TEXT EXTRACT:
Well, back again.
Only a few months ago, Ross and I were here in the blazing sun for Welsh National Opera's summer season by the sea. Now we're back for the first autumn season at this graceful holiday resort. It was chillier to be sure. The leaves on the trees were crimsons, oranges, citrus yellows and fawns. But it was good fun and a tonic to the system.
Before I get too far, though, I must report after my angst-ridden previous post that I now have an interview at last. This is for a job with Liverpool City Council working on their IT HelpDesk. If offered I shall take it but I have reservations. I'm not sure who who the client base is, what the range of support offered is and (most pertinently) whether or not the expected working hours are 24/7. But, hey, let's get the interview over with first, shall we?
So, the hotel. Well, we decided to drop a class from The Imperial where we have stayed previously and we stayed at the two star Esplanade. Now, I have to say immediately that the staff were very pleasant and the room was clean and the food was more than adequate. But (you were waiting for the but, weren't you) there were a couple of things that we noted. Firstly, the hotel was decked out with Christmas trimmings - tinsel, baubles and trees everywhere. Secondly, and this is probably the reason for the first, the clientele were (and there's no politically correct way of writing this) much more common.

INFORMATION SHOWN:
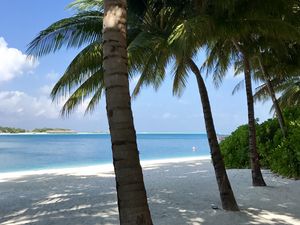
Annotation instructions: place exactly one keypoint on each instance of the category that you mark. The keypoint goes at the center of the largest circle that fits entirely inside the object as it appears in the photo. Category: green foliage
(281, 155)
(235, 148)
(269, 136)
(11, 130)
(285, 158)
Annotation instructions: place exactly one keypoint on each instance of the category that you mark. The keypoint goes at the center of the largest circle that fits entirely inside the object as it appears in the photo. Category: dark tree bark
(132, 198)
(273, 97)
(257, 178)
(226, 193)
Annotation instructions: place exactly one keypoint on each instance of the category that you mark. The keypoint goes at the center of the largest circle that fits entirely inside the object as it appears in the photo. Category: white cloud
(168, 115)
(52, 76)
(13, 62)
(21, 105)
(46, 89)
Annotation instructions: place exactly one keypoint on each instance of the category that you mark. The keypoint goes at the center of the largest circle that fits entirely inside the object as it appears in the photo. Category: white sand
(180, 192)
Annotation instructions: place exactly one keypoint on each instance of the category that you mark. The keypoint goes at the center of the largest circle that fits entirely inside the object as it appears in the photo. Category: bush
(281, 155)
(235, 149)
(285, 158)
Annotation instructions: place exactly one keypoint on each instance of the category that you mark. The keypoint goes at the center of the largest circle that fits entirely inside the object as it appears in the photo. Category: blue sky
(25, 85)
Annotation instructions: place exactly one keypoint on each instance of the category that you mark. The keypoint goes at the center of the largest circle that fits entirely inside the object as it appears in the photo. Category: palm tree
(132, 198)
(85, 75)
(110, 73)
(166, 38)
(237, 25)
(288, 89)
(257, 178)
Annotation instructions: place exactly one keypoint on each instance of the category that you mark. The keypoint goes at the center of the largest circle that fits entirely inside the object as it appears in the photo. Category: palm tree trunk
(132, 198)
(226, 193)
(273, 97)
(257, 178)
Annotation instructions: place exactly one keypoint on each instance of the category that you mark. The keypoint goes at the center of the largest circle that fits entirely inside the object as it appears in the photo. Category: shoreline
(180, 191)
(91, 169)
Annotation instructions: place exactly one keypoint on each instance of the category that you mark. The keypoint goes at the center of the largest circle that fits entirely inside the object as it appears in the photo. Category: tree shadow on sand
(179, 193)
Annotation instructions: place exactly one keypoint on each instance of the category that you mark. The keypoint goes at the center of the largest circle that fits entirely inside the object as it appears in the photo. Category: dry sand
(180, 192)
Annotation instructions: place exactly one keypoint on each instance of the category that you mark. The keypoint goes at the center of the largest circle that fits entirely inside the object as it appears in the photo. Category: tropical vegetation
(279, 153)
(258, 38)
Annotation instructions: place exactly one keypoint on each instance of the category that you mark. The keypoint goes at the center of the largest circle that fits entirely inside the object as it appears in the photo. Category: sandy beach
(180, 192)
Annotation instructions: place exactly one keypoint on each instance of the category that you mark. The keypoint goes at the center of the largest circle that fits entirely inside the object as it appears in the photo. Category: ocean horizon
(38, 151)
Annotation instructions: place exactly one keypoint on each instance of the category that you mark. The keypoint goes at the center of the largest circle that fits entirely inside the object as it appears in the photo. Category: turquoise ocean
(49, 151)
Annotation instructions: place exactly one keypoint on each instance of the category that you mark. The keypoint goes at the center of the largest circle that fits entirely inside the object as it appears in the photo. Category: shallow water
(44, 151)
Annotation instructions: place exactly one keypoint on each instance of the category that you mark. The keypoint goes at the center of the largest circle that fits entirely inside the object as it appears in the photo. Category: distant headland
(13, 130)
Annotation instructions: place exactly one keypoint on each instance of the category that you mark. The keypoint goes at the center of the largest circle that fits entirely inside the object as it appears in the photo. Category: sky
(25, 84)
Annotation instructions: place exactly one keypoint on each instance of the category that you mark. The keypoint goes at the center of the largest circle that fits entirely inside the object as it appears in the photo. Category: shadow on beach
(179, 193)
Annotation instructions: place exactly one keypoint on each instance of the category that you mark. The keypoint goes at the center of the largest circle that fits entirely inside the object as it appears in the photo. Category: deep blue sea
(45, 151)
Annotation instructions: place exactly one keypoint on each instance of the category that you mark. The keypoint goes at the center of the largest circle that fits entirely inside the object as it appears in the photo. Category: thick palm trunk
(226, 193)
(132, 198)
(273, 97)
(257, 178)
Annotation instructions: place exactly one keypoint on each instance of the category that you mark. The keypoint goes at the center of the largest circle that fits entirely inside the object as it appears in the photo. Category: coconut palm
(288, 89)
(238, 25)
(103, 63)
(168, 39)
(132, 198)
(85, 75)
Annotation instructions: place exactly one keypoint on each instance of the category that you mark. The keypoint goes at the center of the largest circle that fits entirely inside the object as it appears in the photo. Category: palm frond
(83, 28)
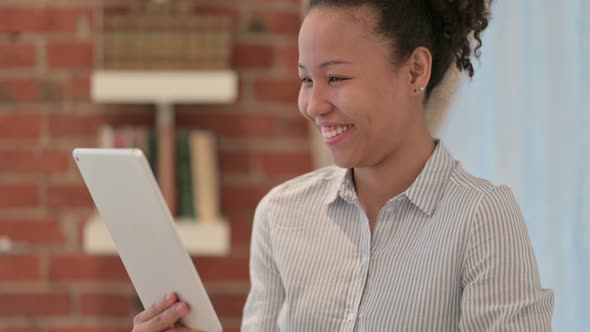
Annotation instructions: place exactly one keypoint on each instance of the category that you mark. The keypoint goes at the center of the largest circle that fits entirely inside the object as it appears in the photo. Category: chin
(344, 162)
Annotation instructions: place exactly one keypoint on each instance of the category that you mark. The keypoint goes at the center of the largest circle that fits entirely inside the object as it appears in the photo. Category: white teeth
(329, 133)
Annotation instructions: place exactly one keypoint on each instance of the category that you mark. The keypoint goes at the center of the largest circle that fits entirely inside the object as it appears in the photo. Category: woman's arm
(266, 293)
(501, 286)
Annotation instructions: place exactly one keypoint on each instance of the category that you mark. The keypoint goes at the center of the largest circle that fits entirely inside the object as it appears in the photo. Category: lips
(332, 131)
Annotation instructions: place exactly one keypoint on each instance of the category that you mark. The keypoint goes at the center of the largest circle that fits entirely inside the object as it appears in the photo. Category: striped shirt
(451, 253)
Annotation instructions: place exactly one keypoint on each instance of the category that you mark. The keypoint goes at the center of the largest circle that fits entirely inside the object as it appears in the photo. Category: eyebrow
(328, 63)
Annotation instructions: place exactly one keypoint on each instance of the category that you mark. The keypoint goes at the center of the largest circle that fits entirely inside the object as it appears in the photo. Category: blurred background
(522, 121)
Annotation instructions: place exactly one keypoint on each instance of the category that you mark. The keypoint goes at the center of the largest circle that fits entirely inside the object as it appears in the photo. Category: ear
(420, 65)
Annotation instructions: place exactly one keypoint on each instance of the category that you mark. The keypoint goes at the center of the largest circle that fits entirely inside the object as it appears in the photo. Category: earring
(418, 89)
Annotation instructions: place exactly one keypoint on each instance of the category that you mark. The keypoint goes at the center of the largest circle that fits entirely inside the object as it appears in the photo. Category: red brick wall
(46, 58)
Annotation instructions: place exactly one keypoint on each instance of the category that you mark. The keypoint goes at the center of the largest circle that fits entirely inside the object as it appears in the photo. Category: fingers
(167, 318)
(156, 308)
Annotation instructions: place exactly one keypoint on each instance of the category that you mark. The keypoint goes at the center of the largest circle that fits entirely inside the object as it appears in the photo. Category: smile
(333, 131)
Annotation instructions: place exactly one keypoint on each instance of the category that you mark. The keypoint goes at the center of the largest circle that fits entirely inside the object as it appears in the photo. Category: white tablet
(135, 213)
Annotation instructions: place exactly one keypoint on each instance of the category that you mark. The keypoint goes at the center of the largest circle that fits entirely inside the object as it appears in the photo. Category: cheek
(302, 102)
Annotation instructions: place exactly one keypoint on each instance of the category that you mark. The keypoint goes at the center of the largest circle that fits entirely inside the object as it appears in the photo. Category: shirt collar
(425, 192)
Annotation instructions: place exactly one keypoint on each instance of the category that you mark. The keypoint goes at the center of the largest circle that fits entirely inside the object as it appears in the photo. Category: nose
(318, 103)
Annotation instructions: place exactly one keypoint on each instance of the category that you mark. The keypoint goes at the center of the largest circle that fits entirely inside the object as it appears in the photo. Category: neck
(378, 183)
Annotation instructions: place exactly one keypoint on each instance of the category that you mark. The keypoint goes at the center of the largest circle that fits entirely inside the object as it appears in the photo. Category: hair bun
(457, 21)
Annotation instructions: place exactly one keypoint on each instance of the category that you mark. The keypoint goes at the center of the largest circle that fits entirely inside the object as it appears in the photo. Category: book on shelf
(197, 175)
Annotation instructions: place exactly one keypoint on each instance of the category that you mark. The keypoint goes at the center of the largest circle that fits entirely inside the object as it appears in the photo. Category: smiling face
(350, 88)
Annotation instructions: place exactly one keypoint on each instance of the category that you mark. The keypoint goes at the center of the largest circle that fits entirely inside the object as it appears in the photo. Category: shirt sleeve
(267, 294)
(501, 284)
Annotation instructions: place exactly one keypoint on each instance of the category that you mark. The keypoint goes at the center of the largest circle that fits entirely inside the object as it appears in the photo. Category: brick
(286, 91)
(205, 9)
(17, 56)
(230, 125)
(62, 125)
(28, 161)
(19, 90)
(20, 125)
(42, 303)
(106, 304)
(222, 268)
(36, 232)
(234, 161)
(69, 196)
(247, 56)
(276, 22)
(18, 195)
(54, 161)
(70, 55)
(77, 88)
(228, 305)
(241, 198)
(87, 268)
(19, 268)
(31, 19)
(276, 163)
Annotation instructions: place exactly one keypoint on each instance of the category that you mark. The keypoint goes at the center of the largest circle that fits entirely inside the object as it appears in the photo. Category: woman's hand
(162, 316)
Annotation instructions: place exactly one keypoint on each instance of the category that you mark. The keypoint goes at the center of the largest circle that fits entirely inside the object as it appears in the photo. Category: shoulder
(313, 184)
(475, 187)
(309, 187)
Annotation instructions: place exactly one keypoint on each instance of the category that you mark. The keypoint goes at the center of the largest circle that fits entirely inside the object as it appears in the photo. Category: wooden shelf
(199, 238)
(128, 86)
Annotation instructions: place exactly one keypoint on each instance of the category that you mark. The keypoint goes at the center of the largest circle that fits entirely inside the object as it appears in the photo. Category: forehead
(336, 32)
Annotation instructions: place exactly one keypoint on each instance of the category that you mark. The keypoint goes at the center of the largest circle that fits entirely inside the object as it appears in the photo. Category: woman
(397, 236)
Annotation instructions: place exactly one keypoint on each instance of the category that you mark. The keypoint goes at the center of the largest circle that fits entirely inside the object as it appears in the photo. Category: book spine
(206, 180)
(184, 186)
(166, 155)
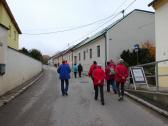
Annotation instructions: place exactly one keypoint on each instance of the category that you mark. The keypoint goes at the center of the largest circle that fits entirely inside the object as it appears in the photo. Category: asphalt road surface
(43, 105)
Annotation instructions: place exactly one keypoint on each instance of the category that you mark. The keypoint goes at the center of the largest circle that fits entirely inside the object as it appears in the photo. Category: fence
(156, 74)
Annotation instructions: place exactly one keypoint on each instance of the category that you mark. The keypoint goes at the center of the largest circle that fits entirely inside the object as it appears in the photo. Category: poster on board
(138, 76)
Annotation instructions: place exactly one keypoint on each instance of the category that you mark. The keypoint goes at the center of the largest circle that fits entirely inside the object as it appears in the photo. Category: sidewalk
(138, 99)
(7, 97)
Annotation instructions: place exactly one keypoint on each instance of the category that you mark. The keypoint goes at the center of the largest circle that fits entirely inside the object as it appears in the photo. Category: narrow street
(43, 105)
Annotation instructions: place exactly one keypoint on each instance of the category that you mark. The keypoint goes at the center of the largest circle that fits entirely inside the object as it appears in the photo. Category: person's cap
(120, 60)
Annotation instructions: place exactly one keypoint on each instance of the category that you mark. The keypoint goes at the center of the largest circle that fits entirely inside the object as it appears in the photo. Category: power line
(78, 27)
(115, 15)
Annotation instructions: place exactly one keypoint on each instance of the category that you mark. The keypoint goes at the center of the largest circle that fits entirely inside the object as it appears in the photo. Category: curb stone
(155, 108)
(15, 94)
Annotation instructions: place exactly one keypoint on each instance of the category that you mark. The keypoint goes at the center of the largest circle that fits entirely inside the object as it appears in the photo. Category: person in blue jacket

WHAT TO DO:
Please answer these questions about the seaside post.
(a) Which employer is the interview with?
(b) What star rating does the Esplanade hotel have?
(c) What colors were the leaves on the trees?

SOLUTION TO THE EXERCISE:
(a) Liverpool City Council, for work on its IT HelpDesk.
(b) Two stars.
(c) Crimsons, oranges, citrus yellows and fawns.